Region pointing data:
----

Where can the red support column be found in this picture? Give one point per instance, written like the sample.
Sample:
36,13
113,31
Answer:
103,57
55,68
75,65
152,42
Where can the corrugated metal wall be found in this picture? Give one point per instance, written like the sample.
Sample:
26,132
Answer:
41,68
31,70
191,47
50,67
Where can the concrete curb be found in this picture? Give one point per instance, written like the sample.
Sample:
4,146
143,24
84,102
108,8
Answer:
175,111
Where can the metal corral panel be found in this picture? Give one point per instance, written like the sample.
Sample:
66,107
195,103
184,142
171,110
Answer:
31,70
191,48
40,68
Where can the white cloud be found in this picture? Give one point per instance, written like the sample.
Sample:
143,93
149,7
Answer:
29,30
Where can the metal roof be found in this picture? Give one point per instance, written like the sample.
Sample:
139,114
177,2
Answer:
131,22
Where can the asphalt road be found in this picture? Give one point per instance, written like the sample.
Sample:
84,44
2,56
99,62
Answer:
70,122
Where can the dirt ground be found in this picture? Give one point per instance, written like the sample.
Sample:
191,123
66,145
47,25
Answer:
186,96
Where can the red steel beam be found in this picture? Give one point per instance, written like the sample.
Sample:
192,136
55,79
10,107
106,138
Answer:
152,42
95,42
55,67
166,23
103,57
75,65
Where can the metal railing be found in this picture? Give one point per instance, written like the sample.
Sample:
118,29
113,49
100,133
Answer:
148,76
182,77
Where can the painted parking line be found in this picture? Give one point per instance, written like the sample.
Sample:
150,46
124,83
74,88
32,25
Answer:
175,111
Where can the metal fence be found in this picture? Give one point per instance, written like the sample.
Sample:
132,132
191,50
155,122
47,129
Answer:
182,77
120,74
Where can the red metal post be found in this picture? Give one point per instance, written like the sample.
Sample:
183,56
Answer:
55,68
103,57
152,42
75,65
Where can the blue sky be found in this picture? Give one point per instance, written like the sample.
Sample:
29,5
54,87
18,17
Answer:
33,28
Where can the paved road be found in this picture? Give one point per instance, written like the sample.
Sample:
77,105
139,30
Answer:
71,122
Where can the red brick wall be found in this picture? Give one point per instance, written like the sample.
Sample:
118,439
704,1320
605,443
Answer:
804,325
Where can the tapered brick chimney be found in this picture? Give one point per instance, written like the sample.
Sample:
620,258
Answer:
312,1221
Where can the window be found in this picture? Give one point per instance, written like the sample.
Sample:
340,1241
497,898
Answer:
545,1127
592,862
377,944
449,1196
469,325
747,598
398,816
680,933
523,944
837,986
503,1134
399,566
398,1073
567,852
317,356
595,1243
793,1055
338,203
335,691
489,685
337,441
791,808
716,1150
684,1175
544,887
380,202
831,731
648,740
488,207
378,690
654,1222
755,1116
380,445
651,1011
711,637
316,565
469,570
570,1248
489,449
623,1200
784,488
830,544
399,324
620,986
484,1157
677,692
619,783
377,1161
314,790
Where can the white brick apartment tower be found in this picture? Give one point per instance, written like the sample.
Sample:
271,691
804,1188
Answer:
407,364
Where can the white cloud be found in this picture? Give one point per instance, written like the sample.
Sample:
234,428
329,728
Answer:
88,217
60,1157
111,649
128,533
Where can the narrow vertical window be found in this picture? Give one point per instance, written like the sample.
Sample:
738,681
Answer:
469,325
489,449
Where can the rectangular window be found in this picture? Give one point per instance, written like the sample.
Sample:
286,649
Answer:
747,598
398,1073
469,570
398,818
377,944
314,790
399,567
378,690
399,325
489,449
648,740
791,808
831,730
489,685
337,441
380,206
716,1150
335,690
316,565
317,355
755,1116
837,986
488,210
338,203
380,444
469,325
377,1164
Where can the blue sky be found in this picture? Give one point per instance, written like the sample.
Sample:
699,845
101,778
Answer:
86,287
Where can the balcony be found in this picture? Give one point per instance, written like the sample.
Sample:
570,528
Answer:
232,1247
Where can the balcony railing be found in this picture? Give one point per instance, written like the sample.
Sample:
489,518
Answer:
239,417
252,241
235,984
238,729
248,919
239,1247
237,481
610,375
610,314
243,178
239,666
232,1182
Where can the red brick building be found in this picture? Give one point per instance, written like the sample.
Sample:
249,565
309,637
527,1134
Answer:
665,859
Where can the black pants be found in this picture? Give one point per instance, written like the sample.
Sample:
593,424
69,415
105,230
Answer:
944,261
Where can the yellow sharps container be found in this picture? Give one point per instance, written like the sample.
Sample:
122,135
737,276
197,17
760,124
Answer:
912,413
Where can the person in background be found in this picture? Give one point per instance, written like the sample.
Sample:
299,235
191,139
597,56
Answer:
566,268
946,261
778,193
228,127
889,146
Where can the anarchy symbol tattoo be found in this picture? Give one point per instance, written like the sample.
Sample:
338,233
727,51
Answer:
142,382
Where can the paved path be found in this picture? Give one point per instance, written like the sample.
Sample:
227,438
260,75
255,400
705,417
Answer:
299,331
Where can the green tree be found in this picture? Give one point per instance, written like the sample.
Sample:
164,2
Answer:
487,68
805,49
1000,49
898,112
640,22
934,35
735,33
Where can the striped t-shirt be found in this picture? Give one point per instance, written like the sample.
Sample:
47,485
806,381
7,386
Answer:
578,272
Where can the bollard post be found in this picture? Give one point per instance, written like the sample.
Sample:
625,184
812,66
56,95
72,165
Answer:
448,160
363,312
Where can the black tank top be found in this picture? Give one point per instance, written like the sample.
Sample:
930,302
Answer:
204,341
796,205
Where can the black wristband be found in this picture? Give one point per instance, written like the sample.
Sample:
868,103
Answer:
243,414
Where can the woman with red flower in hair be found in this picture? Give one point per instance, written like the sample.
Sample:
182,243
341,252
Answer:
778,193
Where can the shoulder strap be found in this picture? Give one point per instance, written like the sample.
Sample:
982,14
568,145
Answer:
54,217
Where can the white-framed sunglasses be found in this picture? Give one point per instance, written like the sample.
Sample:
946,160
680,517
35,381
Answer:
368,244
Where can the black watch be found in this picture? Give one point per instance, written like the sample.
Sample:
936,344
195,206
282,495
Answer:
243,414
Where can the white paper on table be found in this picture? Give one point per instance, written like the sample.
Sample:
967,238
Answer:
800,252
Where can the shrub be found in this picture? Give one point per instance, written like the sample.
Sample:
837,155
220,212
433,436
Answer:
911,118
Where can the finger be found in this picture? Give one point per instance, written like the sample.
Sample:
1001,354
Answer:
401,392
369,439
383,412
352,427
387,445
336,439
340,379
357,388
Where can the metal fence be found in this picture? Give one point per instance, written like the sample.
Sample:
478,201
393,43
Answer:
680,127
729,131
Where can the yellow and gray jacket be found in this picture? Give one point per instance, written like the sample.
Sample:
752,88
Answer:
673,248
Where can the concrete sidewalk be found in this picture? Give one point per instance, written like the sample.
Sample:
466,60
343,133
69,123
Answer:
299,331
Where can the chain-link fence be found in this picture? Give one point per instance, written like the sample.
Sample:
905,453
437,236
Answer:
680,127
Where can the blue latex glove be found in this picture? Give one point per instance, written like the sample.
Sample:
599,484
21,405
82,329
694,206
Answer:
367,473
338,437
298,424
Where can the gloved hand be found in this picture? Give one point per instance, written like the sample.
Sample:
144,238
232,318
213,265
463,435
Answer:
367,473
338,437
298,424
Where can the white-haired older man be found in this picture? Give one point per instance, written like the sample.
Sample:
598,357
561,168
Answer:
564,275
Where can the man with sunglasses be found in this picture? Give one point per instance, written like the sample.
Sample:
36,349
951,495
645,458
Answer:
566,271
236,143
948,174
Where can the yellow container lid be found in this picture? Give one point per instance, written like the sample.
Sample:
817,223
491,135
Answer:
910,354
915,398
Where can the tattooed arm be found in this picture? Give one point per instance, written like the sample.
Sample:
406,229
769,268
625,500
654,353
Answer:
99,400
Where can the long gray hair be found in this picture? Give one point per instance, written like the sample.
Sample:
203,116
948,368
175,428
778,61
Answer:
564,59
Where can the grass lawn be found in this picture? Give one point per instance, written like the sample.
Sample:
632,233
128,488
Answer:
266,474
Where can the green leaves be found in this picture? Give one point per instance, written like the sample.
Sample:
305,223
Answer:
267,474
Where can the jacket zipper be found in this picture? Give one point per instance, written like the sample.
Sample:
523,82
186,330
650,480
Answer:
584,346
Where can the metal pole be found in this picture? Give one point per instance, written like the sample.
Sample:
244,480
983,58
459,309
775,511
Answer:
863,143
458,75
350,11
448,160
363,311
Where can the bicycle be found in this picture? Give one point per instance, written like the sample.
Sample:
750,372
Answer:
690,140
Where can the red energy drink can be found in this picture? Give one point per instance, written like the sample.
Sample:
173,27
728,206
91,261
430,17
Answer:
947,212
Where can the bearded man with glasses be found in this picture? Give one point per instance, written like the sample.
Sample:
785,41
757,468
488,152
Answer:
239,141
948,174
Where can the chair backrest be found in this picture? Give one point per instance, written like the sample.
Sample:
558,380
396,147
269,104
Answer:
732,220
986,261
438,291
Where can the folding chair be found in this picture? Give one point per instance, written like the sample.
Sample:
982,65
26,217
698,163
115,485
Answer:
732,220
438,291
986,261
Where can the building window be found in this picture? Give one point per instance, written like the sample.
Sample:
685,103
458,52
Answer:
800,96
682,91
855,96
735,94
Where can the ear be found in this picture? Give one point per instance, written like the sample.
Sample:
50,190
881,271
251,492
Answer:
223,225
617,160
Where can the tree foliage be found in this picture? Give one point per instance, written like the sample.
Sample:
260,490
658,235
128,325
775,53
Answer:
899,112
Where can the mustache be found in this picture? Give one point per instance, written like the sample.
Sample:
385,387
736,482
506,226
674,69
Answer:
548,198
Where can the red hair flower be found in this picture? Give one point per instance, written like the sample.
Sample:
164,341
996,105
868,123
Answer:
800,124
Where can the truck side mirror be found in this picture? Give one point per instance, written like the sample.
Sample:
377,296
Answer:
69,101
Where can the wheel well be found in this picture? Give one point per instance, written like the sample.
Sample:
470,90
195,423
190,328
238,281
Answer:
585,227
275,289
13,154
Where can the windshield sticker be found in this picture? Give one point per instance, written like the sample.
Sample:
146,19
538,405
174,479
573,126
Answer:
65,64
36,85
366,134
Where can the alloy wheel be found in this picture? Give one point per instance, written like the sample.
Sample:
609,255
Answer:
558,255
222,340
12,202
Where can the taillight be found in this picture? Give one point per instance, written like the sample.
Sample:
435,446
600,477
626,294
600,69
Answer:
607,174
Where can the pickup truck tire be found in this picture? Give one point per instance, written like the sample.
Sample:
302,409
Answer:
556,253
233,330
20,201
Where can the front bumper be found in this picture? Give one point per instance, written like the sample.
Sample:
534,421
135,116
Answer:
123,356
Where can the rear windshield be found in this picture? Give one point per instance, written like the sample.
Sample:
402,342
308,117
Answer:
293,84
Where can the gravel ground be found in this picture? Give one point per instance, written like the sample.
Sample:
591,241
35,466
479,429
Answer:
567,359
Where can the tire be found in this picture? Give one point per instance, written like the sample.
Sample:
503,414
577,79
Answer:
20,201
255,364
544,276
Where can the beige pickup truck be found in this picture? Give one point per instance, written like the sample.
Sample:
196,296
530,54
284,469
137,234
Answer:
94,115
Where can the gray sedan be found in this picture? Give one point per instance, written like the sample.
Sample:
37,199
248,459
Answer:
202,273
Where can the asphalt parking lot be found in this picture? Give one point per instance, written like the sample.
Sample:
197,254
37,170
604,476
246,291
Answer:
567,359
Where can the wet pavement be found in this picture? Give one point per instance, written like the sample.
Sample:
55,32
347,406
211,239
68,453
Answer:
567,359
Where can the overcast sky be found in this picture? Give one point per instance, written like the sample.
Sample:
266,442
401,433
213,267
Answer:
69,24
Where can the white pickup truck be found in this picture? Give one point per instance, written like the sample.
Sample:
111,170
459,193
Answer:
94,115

----

YOUR TASK: Whichever lines of the records above hold the word "jacket" should all be copied out.

TASK OUTPUT:
Where can the yellow and gray jacket be found in this picture? Give one point per instance, written like the sample.
Where can the jacket zipper be found in this picture? Give one point per instance, written like the sample.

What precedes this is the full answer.